*Text shown*.
——

The Charlestown Neigh-borhood Council (CNC) was the setting on Feb. 2 for a big announcement from Councilor Lydia Edwards that she would, indeed, be seeking re-election for the District 1 Council seat.
Her announcement put to rest any rumors or discussion that she might be seeking an at-large seat this time around with two at-large councilors now seeking the office of mayor. Despite those openings, Edwards said she is still having fun in District 1.
“I come to the CNC once a year and it means a lot to talk to the CNC and hear your thoughts and to be held accountable,” she said. “I am going to be seeking my job again and will be submitting my application, otherwise known as running for re-election. I’m running for District 1 City Council and no other job sought. I’m happy being your city councilor.”
This week, Edwards announced her campaign kick-off for District 1 will be on Friday, Feb. 26, at 5:30 p.m. in an online format due to COVID-19 restrictions.
During her visit to the CNC, she highlighted a lot of her accomplishments lately, but one key point was that development needed to set a higher bar for affordable housing in Charlestown.
“On paper, 13 percent is the goal for affordable housing, but I want 20 percent to be the standard,” she said.
She also said she wants to see Charlestown set up its own Stabilization Fund for affordable housing, such as was done with the money garnered from the upcoming development of the Suffolk Downs horse track, which has $5 million in the bank, she said.

——

*Exercise 1*. List every percentage and dollar amount that appears in the article about Councilor Edwards's re-election bid.
*Exercise 2*. In the article about Councilor Edwards's re-election bid, copy word for word everything from "She also said" down to "bank, she said.".
The rows after this point are separate material and have no connection to the article.

(Collected data entries)
——

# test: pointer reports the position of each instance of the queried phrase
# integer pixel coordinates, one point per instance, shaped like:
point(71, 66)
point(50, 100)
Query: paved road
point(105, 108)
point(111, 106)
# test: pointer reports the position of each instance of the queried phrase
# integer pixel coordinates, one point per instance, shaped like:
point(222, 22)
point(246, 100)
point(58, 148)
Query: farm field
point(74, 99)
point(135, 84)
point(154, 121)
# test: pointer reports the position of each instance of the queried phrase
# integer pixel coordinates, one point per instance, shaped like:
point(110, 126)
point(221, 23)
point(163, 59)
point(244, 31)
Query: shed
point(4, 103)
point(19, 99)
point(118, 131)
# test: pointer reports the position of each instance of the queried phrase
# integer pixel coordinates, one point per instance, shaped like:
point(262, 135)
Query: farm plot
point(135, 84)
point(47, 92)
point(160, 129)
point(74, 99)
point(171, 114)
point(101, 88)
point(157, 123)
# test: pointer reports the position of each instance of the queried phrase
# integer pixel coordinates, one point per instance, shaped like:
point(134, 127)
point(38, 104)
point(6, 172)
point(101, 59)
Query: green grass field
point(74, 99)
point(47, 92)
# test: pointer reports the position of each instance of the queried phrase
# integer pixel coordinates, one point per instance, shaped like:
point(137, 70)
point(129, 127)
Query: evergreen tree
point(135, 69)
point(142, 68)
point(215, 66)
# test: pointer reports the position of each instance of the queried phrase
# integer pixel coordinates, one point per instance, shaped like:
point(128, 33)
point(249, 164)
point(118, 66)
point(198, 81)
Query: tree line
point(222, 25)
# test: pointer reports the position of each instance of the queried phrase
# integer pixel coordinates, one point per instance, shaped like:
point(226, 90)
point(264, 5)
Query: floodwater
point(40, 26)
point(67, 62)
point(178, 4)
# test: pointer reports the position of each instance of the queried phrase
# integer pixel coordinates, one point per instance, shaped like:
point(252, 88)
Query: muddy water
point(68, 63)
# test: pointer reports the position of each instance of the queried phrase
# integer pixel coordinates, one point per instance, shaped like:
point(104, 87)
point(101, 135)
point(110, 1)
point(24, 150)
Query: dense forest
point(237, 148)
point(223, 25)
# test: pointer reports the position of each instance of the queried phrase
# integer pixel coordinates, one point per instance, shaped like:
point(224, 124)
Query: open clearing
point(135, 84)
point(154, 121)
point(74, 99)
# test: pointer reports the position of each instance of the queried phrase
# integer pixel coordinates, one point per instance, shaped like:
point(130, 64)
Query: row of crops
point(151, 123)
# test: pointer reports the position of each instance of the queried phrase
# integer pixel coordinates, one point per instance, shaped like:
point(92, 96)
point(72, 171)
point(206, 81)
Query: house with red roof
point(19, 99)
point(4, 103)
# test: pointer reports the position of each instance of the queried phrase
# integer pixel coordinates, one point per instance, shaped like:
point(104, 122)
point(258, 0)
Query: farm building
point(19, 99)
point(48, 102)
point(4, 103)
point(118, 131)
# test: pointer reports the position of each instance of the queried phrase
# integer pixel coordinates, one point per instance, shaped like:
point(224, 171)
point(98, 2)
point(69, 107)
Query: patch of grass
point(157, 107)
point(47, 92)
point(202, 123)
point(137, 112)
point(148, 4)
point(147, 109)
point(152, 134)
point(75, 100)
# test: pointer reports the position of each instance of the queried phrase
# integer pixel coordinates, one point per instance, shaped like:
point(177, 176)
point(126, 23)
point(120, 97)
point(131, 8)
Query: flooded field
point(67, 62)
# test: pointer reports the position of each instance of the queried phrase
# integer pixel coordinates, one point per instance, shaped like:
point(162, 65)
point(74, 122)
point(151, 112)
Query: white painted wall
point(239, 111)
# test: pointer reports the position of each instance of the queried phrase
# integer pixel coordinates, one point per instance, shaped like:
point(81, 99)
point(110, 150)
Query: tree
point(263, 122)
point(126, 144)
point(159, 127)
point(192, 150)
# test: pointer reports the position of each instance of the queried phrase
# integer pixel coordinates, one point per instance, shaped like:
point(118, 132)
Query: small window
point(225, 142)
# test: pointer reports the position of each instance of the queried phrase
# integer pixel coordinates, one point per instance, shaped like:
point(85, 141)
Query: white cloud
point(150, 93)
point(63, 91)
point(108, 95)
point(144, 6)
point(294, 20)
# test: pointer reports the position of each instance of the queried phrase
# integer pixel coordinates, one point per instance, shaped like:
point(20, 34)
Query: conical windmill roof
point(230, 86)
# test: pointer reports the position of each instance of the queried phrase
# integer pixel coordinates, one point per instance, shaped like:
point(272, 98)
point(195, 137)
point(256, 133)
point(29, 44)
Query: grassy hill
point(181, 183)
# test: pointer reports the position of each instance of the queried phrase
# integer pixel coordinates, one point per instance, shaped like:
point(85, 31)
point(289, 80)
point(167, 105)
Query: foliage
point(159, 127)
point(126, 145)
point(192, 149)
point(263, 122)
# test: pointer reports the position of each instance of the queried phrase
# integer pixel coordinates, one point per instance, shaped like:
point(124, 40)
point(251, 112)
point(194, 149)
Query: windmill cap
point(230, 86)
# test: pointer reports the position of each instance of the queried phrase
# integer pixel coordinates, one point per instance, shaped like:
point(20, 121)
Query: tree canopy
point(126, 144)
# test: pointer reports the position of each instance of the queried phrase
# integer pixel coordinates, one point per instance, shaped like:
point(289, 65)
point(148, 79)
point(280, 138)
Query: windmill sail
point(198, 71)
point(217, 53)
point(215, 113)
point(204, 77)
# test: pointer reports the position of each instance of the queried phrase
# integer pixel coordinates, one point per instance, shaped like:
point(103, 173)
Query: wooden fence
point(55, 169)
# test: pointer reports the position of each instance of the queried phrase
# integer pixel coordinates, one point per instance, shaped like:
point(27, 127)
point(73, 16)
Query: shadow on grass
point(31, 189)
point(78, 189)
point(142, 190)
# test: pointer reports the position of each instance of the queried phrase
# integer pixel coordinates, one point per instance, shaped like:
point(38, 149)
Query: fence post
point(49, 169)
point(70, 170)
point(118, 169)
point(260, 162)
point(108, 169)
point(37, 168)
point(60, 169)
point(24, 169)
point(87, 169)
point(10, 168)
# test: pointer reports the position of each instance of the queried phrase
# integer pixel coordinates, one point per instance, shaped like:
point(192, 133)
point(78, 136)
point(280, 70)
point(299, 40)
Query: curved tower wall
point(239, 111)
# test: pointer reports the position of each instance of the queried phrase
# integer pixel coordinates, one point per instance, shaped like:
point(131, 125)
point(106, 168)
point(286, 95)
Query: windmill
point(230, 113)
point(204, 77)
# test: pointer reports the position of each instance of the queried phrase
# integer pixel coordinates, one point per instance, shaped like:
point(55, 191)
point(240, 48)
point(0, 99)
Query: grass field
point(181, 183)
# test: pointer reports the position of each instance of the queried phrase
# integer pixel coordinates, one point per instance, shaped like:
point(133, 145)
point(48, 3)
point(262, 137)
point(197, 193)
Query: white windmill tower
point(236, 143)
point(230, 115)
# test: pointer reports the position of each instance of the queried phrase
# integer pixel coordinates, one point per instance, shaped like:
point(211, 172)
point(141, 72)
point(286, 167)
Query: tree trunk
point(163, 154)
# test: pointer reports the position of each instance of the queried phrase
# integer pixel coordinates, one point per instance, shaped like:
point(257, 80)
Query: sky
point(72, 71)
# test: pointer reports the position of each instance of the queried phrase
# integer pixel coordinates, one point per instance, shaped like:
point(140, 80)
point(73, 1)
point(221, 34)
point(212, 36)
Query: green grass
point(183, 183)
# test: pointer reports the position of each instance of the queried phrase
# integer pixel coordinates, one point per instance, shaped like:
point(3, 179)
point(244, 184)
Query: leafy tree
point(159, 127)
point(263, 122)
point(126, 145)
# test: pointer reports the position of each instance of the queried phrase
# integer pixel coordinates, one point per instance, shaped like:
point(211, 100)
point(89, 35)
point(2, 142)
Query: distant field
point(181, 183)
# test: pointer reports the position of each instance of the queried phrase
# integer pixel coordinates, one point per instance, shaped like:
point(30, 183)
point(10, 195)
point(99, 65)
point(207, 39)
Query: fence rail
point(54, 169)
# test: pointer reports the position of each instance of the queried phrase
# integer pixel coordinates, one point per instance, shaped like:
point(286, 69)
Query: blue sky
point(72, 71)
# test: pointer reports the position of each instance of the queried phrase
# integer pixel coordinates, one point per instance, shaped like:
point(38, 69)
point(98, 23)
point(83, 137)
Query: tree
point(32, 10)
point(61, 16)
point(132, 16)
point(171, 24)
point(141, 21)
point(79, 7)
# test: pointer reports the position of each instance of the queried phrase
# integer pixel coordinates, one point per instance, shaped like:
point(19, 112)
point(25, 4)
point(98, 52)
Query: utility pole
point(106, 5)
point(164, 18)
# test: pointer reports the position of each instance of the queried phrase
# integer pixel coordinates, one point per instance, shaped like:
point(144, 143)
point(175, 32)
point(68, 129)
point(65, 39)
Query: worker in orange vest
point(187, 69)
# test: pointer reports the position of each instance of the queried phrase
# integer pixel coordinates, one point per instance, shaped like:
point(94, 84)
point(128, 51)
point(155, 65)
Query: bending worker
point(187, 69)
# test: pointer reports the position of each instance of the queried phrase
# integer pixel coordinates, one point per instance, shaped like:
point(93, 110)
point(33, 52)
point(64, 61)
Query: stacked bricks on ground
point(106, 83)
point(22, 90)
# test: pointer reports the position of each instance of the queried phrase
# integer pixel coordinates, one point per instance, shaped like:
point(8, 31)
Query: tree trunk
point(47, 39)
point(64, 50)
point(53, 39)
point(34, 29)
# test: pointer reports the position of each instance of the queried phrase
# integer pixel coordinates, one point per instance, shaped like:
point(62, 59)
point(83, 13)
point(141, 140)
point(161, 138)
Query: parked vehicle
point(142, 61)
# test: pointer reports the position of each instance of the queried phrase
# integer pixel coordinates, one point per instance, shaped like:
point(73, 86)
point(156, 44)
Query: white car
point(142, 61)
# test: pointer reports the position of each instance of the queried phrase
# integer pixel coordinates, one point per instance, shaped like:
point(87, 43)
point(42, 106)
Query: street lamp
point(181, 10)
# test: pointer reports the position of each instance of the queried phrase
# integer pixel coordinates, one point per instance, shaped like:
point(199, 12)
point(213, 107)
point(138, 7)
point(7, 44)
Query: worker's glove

——

*Problem solution 1*. 13 percent, 20 percent, $5 million

*Problem solution 2*.
She also said she wants to see Charlestown set up its own Stabilization Fund for affordable housing, such as was done with the money garnered from the upcoming development of the Suffolk Downs horse track, which has $5 million in the bank, she said.